• What is being asked: Every record must be copied exactly.

======== Exercise materials ========

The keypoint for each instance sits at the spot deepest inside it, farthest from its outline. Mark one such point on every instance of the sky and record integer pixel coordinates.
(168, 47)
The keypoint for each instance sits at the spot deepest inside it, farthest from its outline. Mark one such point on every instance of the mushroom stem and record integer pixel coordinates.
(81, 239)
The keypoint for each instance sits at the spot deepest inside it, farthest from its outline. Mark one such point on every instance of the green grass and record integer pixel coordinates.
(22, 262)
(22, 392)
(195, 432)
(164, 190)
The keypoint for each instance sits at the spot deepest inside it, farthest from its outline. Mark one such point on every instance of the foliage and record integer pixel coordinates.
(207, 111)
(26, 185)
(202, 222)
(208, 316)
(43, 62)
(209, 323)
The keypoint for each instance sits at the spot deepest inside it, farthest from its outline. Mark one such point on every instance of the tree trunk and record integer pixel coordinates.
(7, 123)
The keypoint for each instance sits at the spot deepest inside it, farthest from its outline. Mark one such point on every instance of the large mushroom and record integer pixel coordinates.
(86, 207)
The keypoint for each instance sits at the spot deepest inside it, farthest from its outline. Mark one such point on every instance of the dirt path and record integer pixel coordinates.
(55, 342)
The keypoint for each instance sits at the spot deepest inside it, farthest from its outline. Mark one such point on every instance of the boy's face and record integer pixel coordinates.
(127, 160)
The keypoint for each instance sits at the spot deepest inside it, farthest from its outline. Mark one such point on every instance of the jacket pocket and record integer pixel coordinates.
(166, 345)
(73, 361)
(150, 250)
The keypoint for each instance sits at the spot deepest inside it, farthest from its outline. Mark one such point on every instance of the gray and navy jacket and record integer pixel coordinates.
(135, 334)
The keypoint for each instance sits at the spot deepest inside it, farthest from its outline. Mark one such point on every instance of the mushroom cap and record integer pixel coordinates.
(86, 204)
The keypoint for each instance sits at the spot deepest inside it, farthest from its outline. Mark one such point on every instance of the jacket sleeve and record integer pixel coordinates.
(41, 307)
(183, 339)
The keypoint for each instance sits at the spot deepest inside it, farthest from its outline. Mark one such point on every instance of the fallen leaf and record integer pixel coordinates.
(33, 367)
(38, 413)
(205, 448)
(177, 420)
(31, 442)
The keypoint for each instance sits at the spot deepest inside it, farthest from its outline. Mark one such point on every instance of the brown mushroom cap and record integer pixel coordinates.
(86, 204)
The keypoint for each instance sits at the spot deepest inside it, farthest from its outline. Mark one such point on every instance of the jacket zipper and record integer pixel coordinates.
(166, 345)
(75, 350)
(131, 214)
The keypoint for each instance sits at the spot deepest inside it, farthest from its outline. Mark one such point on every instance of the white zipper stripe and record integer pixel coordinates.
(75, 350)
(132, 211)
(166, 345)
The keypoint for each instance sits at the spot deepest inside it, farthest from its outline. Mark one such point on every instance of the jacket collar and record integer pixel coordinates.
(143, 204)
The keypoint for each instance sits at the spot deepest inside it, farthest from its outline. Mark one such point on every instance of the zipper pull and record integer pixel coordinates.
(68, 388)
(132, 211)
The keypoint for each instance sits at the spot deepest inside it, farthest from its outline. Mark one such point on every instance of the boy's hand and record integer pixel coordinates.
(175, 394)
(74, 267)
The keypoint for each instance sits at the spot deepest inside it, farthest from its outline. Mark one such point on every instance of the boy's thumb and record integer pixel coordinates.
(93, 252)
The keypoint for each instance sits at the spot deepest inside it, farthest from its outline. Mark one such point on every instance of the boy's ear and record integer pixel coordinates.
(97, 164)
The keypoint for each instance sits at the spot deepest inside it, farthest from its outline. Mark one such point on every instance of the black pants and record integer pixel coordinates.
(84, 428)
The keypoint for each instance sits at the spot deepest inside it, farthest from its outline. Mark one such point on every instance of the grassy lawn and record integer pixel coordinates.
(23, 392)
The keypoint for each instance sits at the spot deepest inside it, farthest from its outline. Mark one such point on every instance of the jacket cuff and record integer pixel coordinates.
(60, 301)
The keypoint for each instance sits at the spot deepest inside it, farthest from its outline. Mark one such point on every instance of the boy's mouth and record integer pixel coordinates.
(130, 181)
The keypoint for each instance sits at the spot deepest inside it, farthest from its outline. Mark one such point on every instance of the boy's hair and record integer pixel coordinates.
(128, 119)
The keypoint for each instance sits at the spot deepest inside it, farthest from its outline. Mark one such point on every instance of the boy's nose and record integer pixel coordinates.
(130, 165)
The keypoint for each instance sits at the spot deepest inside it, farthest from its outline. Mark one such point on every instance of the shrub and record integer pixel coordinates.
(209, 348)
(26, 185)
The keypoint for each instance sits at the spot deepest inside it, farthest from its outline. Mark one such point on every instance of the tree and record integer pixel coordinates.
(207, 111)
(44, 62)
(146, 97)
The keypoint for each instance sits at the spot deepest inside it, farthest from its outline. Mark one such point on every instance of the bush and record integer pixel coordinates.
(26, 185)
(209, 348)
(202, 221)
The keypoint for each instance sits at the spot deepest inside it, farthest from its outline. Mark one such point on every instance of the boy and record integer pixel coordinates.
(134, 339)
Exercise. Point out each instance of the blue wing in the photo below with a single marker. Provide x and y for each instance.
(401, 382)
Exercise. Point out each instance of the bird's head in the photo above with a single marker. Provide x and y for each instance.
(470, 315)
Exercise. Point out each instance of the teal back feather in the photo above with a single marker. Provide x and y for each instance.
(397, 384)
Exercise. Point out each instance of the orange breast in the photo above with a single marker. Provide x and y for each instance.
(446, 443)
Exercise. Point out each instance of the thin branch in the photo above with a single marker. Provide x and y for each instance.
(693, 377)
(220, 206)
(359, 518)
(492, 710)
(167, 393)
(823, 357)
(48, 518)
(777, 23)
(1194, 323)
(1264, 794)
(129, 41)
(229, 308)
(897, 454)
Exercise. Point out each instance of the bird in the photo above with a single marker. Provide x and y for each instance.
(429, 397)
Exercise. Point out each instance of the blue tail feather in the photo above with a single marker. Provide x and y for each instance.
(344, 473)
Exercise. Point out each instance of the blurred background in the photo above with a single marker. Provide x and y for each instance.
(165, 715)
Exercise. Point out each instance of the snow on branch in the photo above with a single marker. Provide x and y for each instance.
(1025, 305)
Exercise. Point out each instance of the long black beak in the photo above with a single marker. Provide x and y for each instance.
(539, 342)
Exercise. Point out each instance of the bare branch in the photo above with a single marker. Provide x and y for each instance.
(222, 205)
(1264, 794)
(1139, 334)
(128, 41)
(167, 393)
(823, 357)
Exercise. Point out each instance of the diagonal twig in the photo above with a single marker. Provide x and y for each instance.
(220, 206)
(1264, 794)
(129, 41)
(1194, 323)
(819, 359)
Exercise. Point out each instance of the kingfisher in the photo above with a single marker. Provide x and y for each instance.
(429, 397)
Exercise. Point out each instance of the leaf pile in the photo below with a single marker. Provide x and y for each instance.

========

• Task output:
The keypoint for each instance sits at the spot deepest inside it, farthest from its outline. Mark one such point on every instance of the sky and record integer pixel coordinates.
(168, 47)
The keypoint for each instance sits at the spot deepest inside it, farthest from its outline. Mark one such point on every instance of the mushroom stem and record integer pixel coordinates.
(81, 239)
The keypoint for each instance sits at the spot deepest inside it, farthest from its outline. Mark one such point on every instance of the green grass and record integer pixel coordinates.
(22, 262)
(22, 392)
(195, 432)
(164, 190)
The keypoint for each instance sits at the spot deepest inside it, farthest from its outline. Mark one such point on every instance of the foliage and record integer pixel coordinates.
(207, 111)
(26, 185)
(202, 222)
(208, 316)
(43, 62)
(209, 323)
The keypoint for each instance sits at the spot deepest inside it, farthest from its outline. Mark one such point on every instance of the tree trunk and record integer pixel coordinates.
(7, 123)
The keypoint for each instance sits at the spot deepest inside it, farthest from its outline. Mark one such point on every instance of the large mushroom and record integer pixel coordinates.
(86, 207)
The keypoint for each instance sits at the spot deepest inside it, farthest from its outline. Mark one such point on every instance of the dirt path and record integer pixel coordinates.
(55, 342)
The keypoint for each instance sits at the spot deepest inside it, farthest from its outline. Mark one such point on every instance of the boy's face and record integer pixel coordinates.
(127, 160)
The keypoint for each instance sits at the spot deepest inside it, farthest from its outline. Mark one such point on every instance of the jacket pocket and record integer pixel coordinates.
(166, 345)
(73, 361)
(150, 250)
The keypoint for each instance sits at the spot deepest inside it, farthest from its outline. Mark one such point on every instance of the gray and navy jacket and record integer pixel coordinates.
(135, 334)
The keypoint for each instance sits at the spot deepest inside it, farthest from its outline. Mark one such point on every instance of the mushroom cap and record integer pixel coordinates.
(86, 204)
The keypoint for each instance sits at the spot deepest inside it, farthest from its outline. Mark one such point on every instance of the jacket sleeve and record integer pixel coordinates.
(41, 307)
(183, 339)
The keypoint for each instance sits at the spot deepest inside it, farthest from its outline. Mark one such point on every instance of the fallen leaf and record integer pixel coordinates.
(33, 367)
(38, 413)
(205, 448)
(177, 420)
(31, 442)
The keypoint for each instance sits at the spot deepest inside it, farthest from its outline. Mark one such point on every instance of the brown mushroom cap and record integer pixel coordinates.
(86, 204)
The keypoint for each instance sits at the spot deepest inside it, farthest from its outline. Mark one such point on every instance of the jacket zipper and record integer pixel coordinates.
(166, 345)
(75, 350)
(131, 214)
The keypoint for each instance sits at the spot deepest inside it, farthest from its outline. Mark one such point on every instance of the white zipper stripe and record integer pixel coordinates.
(75, 350)
(132, 211)
(166, 345)
The keypoint for each instance sits at the spot deepest inside it, farthest from its outline. Mark one such point on every instance of the jacket collar and record integer pixel coordinates.
(143, 204)
The keypoint for each instance sits at the spot deepest inside it, farthest from its outline. Mark one such point on every instance of the zipper pull and record integer pixel coordinates.
(68, 388)
(132, 211)
The keypoint for each instance sits at the spot deepest inside it, farthest from its outline. Mark one such point on every instance of the boy's hand and record integer pixel coordinates.
(175, 394)
(74, 267)
The keypoint for each instance sits at the spot deepest inside it, farthest from its outline. Mark one such point on every instance of the boy's thumb and record integer pixel coordinates.
(93, 252)
The keypoint for each instance sits at the spot deepest inside it, farthest from its outline. Mark one such point on every instance of the boy's ear and record integer pixel coordinates.
(97, 164)
The keypoint for each instance sits at the spot deepest inside it, farthest from its outline. Mark one such point on every instance of the black pants and record integer pixel coordinates.
(84, 428)
The keypoint for each instance sits at the spot deepest inside it, farthest from its outline. Mark one such point on every instance of the grassy lawn and record integer pixel coordinates.
(23, 392)
The keypoint for each instance sits at the spot deepest inside it, farthest from its outline. Mark one such point on every instance of the jacket cuff and record integer pixel coordinates.
(60, 301)
The keypoint for each instance sits at the spot deepest inside it, farthest from its outline. Mark one such point on every instance of the boy's mouth and record integer pixel coordinates.
(130, 181)
The keypoint for each instance sits at the spot deepest inside it, farthest from its outline. Mark one such point on every instance of the boy's hair and record integer pixel coordinates.
(128, 119)
The keypoint for each instance sits at the spot deepest inside it, farthest from its outline. Mark one such point on every instance of the boy's nose and record integer pixel coordinates.
(130, 165)
The keypoint for each instance sits at the spot deepest inside it, farthest from its outline. Mark one such point on every instance of the shrub and record integer pixel coordinates.
(209, 348)
(26, 185)
The keypoint for each instance sits at the spot deepest inside it, farthest from its outline. Mark one such point on every instance of the tree and record integer pixel coordinates.
(207, 111)
(44, 62)
(146, 97)
The keypoint for each instance sits at the spot deepest inside it, farthest from its outline. Mark one such point on every instance of the bush and record integer pixel coordinates.
(26, 185)
(209, 348)
(202, 221)
The keypoint for each instance sits at the spot deepest inside it, farthest from its outline. Mark one such point on every instance of the boy and record integer pixel coordinates.
(134, 339)
Exercise. Point out each instance of the blue wing in the photo below with a single marker. Provide x and y for each instance.
(401, 382)
Exercise. Point out each instance of the bird's head in the photo above with a single marker. Provide x and y for each instance.
(470, 315)
Exercise. Point out each instance of the teal back feather in the photo above with a single marker. Provide x and y for each instance.
(397, 384)
Exercise. Point out each instance of the orange breast in the photo above with a single marker. Provide x and y for each instance.
(446, 443)
Exercise. Point out each instance of the thin branch in the photo above with a single marker. Provide x and y for each instance.
(693, 377)
(220, 206)
(359, 518)
(492, 710)
(167, 393)
(823, 357)
(48, 518)
(777, 23)
(1194, 323)
(1264, 794)
(129, 41)
(229, 308)
(897, 454)
Exercise. Point out each instance of the bird in the photo above with a single marker. Provide x and y for each instance.
(429, 397)
Exercise. Point out each instance of the blue tail feather in the photo above with a single marker. Provide x and y for each instance.
(344, 473)
Exercise. Point out each instance of the blurred background in the photo above with a single marker. Provide x and y for each instance.
(165, 715)
Exercise. Point out each instance of the snow on branch in the photo above with a single marker. Provide x and y for each instance.
(1025, 305)
Exercise. Point out each instance of the long black beak in the photo above with a single marker. Provide x and y for each instance.
(539, 342)
Exercise. Point out each instance of the bare branch in the photo above with a single marker. Provide x and y for each instance.
(222, 205)
(1264, 794)
(1139, 334)
(128, 41)
(167, 393)
(823, 357)
Exercise. Point out each instance of the diagonal twig in the photo above with a single marker. Provide x and y for each instance.
(220, 206)
(1264, 794)
(129, 41)
(1194, 323)
(819, 359)
Exercise. Point out each instance of the kingfisher in the photo above with a single marker. Provide x and y for each instance.
(429, 397)
Exercise. Point out each instance of the leaf pile in the photo below with a single marker. Provide x and y for each instance.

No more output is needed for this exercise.